» Passage fourni:
- - - - -

Les comptables ne peuvent que tirer avantage de l’IA
Les CPA devront comprendre les langages de programmation comme SQL et Python pour manipuler et transformer les données en analyses pleines d’enseignements. (Shutterstock/Zapp2Photo)
Robots conversationnels, voitures autonomes, recommandations personnalisées de la part de Netflix... De nos jours, impossible de ne pas remarquer les percées de l’intelligence artificielle (IA). Ces progrès fabuleux suscitent néanmoins des craintes à propos des conséquences possibles sur les emplois. Comme l’explique Michael Wong, CPA, directeur de projets, Recherche, orientation et soutien, à CPA Canada, « maintenant que l’IA est décidément sur une belle lancée, tout le monde en parle, à la fois avec enthousiasme et avec appréhension ».
Les comptables, eux, doivent-ils craindre pour leurs emplois?

- - - - -

» Extraits de données:
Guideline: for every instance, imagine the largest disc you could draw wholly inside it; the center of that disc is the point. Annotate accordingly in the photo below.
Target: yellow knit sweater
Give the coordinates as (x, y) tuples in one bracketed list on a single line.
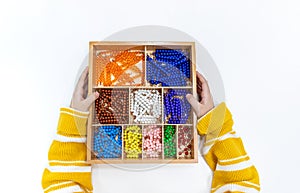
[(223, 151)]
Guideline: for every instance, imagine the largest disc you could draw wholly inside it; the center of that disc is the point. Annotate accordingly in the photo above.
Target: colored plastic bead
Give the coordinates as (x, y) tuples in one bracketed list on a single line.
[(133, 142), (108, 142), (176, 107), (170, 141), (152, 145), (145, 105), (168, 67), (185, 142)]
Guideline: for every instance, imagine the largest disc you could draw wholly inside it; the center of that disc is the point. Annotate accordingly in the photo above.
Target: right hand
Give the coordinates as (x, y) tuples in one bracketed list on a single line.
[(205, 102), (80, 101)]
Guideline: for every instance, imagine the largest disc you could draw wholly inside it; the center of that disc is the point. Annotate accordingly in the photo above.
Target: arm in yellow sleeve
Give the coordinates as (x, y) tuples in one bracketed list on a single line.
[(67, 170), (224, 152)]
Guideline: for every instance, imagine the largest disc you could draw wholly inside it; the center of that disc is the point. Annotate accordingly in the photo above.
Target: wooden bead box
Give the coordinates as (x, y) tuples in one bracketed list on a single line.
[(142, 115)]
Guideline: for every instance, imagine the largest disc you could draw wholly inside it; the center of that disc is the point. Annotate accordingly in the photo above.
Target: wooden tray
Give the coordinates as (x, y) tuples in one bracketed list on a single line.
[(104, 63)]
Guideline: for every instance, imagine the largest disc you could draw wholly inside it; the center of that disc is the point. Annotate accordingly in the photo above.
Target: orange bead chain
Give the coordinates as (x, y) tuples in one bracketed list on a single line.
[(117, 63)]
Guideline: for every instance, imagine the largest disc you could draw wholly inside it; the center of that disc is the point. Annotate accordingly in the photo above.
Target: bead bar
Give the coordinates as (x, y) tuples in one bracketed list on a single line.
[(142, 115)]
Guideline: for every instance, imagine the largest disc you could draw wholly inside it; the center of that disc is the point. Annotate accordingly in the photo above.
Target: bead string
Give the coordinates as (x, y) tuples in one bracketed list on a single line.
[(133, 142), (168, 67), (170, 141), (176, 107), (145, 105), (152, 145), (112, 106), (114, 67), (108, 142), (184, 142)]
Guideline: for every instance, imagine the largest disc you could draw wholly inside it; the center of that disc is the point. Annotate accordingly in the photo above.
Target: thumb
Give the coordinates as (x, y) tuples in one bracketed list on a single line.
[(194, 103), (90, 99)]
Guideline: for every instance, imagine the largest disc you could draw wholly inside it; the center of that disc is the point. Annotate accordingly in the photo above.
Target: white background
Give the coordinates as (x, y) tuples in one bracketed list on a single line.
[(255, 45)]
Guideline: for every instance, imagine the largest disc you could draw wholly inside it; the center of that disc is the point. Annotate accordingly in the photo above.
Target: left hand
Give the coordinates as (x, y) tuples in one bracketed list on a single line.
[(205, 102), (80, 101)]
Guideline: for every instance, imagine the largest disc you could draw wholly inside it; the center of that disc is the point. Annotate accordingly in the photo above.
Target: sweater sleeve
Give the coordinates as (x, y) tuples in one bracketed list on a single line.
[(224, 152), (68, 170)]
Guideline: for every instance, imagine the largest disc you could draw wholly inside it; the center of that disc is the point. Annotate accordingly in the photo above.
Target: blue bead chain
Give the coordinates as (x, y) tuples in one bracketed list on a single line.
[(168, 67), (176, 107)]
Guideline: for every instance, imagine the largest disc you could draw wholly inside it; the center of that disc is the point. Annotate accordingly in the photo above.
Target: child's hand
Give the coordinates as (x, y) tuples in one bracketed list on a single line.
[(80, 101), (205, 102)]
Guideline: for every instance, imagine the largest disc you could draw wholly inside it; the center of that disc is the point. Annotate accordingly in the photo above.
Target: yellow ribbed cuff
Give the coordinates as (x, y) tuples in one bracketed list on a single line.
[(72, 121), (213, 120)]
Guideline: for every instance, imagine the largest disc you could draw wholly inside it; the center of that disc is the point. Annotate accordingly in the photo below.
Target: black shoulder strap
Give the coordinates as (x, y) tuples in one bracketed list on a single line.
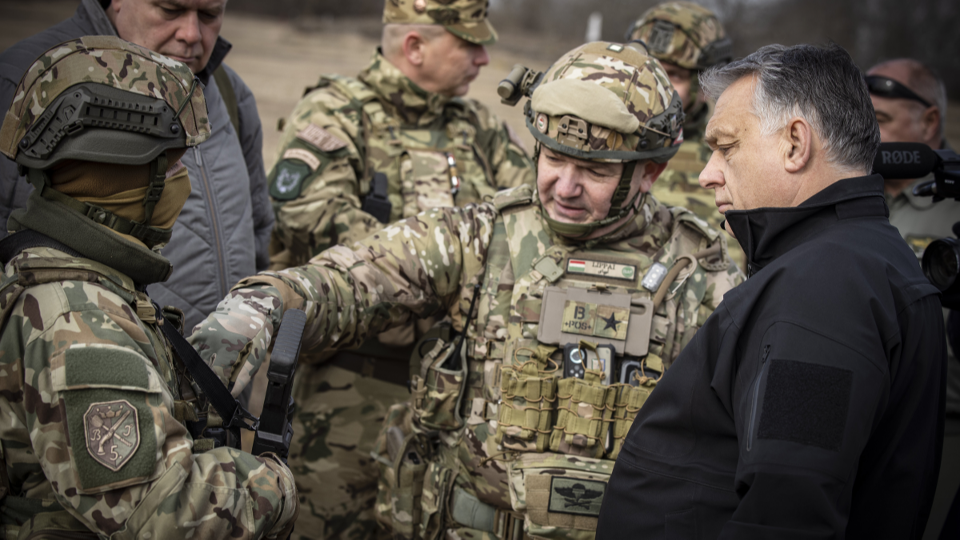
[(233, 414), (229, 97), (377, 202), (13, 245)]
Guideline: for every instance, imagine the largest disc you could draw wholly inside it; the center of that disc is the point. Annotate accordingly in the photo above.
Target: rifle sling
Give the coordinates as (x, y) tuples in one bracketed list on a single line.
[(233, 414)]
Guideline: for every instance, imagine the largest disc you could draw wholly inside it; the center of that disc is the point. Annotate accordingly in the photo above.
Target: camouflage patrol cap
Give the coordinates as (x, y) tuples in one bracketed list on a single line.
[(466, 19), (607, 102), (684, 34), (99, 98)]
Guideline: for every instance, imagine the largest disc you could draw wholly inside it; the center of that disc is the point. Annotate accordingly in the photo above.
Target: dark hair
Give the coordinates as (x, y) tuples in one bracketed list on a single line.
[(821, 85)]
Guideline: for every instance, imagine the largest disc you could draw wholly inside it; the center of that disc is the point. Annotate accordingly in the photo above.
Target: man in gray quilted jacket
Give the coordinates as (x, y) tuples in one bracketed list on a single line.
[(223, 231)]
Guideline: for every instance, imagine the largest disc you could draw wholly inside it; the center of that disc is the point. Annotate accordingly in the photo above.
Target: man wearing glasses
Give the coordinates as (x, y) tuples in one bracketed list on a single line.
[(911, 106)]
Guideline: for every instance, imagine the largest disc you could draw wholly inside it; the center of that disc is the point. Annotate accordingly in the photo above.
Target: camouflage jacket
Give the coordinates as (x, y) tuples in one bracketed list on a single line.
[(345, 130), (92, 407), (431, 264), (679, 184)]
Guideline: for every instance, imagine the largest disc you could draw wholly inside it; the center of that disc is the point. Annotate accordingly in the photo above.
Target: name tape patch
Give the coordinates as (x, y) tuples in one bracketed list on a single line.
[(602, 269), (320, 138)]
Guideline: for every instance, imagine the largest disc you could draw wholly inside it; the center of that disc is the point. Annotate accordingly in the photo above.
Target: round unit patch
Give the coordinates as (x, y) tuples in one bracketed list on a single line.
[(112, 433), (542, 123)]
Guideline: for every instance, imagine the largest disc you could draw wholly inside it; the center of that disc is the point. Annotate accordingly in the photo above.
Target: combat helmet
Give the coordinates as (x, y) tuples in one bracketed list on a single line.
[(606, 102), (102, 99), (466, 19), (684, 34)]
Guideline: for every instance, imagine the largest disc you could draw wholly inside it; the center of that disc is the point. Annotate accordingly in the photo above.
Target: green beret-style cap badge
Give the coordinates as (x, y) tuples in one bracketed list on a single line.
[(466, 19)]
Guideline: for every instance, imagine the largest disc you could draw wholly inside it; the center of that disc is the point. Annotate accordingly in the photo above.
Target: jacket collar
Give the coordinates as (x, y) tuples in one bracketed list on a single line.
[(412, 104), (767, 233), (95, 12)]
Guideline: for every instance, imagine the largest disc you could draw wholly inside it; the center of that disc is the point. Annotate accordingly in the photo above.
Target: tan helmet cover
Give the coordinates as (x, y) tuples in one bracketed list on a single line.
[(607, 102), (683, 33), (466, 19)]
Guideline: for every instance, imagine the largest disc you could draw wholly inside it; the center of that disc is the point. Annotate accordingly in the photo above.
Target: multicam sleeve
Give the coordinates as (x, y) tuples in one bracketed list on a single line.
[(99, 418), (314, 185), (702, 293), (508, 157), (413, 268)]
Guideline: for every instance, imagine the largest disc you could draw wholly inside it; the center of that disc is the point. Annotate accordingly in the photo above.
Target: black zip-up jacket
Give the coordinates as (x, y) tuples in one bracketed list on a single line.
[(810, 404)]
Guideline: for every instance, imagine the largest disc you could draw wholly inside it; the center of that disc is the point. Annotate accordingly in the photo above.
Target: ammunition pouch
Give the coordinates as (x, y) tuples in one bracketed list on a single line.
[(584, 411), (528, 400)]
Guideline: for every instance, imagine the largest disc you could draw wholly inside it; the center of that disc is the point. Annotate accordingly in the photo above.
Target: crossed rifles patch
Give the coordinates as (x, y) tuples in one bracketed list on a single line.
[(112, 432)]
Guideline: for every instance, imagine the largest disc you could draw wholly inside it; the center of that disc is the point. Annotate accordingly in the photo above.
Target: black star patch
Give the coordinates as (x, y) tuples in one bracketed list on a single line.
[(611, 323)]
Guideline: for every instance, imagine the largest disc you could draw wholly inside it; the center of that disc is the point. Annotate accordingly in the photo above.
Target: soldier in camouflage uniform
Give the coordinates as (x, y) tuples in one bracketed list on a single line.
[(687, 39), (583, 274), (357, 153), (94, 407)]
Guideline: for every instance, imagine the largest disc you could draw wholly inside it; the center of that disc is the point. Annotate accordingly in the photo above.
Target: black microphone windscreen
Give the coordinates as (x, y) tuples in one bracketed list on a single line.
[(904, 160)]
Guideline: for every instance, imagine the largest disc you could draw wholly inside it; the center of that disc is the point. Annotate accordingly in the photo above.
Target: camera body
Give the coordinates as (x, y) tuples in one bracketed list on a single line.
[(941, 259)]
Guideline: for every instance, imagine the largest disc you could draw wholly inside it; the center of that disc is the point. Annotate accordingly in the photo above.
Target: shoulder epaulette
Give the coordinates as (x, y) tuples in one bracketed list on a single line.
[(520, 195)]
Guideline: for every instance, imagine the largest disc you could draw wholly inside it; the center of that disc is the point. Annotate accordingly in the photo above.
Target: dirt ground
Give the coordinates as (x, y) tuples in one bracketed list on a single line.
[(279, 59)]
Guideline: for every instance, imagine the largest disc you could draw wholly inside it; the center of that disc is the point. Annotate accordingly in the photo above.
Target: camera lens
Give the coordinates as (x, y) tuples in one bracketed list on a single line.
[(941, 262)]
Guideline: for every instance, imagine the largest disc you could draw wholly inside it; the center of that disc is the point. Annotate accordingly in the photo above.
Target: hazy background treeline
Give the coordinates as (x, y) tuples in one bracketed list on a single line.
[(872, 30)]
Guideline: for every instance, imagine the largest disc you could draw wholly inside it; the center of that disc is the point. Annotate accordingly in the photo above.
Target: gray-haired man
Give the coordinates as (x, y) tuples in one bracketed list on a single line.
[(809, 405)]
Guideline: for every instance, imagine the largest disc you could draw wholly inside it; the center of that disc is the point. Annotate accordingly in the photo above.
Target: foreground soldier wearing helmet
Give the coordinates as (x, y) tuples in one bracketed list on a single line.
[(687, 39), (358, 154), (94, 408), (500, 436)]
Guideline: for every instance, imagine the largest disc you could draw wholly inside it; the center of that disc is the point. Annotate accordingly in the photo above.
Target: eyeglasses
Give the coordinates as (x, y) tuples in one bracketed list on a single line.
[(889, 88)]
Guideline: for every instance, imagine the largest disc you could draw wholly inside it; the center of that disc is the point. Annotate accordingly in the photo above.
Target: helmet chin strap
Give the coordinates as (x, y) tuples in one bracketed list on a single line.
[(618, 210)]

- - - - -

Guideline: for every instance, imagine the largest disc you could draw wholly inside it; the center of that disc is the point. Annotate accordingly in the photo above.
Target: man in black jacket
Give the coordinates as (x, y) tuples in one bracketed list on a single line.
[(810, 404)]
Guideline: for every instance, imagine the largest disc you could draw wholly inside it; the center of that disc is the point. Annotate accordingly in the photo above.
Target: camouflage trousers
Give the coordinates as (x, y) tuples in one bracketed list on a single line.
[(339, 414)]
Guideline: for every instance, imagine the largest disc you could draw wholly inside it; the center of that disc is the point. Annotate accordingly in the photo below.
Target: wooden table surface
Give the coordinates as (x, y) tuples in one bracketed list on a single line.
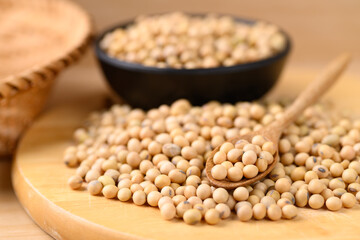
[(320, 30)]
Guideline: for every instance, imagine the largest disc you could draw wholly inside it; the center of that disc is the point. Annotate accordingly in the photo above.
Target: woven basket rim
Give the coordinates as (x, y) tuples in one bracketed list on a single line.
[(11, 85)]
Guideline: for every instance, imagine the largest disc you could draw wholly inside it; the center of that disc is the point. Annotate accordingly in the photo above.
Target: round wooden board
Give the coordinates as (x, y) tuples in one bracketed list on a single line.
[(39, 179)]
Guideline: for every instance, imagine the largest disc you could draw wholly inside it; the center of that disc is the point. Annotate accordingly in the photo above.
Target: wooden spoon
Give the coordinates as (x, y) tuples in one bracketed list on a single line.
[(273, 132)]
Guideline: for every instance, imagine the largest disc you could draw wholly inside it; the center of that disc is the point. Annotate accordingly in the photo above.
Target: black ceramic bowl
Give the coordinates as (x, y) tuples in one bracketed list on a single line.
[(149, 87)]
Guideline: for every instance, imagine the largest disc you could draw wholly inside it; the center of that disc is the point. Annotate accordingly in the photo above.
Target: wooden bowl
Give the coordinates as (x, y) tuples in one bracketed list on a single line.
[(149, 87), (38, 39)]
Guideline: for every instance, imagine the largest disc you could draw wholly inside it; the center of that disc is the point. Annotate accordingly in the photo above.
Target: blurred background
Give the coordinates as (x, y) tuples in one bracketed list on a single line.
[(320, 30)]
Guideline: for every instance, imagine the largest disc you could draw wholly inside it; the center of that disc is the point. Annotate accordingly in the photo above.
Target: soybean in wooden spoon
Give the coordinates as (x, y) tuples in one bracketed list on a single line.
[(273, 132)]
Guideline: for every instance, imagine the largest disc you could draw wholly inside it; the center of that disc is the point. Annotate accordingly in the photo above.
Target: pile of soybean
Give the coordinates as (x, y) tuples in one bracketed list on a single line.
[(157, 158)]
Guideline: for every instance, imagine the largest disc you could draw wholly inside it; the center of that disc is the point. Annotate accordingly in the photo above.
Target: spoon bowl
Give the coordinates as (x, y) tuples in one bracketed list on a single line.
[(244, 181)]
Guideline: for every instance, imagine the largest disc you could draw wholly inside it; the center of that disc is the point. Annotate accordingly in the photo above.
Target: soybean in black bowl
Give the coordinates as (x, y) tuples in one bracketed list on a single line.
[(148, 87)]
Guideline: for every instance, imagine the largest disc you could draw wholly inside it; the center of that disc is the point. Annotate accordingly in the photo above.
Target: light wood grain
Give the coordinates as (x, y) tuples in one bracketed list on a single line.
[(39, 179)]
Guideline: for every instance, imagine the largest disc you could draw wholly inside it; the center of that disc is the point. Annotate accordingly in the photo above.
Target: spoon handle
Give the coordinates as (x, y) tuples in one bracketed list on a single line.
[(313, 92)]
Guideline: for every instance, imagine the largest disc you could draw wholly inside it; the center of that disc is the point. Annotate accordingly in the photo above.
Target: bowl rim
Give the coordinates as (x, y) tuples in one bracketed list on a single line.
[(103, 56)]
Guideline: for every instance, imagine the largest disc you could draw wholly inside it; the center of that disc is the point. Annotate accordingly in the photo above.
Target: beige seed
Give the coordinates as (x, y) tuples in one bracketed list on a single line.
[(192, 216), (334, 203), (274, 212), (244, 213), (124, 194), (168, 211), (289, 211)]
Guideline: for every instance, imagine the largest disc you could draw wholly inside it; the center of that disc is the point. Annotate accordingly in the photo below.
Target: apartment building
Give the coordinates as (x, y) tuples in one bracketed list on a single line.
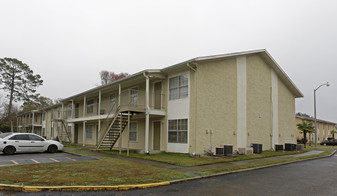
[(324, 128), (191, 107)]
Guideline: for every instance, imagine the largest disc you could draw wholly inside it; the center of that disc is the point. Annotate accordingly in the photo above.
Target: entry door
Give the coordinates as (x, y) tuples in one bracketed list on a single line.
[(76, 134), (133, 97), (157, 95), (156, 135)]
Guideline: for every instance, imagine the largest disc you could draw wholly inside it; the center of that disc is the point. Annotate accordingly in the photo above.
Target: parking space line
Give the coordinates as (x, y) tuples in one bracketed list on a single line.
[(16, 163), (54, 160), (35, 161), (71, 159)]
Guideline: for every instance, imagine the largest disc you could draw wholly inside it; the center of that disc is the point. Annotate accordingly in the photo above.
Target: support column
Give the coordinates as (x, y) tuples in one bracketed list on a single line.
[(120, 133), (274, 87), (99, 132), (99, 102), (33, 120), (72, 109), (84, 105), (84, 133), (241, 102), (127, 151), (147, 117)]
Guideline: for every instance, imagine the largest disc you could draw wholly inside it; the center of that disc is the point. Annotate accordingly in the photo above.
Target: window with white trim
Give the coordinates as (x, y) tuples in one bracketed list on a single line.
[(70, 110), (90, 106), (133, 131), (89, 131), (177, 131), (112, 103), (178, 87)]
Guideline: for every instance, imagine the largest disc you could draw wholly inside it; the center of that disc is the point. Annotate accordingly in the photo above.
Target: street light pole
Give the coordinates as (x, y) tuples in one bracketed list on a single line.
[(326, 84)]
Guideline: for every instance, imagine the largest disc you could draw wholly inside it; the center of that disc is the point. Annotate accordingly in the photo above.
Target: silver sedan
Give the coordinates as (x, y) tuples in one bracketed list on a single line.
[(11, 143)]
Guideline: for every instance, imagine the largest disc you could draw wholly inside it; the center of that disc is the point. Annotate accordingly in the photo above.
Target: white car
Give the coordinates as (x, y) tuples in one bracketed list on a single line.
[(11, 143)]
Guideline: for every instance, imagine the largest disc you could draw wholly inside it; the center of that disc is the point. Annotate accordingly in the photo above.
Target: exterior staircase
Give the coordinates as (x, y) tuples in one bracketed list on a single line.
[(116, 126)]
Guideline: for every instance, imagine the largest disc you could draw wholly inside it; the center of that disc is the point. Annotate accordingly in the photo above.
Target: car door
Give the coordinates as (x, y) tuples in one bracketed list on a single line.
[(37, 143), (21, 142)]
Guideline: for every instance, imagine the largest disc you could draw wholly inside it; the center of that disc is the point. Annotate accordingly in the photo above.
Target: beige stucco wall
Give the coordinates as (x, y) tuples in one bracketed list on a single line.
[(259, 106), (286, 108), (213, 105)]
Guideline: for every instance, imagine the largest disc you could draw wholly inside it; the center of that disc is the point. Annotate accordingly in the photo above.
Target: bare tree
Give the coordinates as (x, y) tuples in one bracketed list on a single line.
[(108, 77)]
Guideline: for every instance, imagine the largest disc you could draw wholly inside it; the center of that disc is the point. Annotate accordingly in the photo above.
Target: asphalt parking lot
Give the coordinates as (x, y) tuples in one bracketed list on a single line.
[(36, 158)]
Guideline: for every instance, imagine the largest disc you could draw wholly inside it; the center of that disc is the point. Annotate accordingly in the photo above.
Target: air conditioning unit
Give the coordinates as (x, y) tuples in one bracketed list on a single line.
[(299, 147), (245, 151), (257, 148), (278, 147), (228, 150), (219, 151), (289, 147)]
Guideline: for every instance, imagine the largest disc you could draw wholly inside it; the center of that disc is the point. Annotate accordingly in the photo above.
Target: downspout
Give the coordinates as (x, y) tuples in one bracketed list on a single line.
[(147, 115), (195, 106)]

- - - - -

» Actions requises:
(A) Selon le texte sur l'IA et les comptables, pourquoi les CPA devront-ils maîtriser des langages de programmation comme SQL et Python ? Répondez en une à trois phrases.
(B) Rédigez la suite du texte sur l'IA et les comptables, à partir de la question qui le clôt.
La liste n'est d'aucune utilité ici.

» Tâches résolues:
(A) Ils devront les comprendre pour manipuler et transformer les données en analyses pleines d'enseignements.

(B)
Selon M. Wong, auteur du document Mégadonnées et intelligence artificielle – L’avenir de la comptabilité et de la finance publié par CPA Canada, il ne fait pas de doute que l’intelligence artificielle aura une incidence sur notre profession. Mais l’IA ne va pas remplacer pour autant les CPA si ceux-ci accueillent à bras-le-corps les nouvelles technologies et tirent parti des occasions qu’elles créent. « Essentiellement, l’intelligence artificielle va simplifier bien des tâches, mais ne va pas éliminer nos emplois », soutient-il.
Jeff Lui, CPA, directeur de la pratique IA chez Deloitte, est du même avis.
« Les entreprises ont souvent des réflexions extrêmes et s’imaginent que des machines pourront faire rouler toutes leurs activités, affirme-t-il. En réalité, dans un proche avenir en tout cas, les robots vont simplement nous faciliter la vie et nous rendre plus efficients. »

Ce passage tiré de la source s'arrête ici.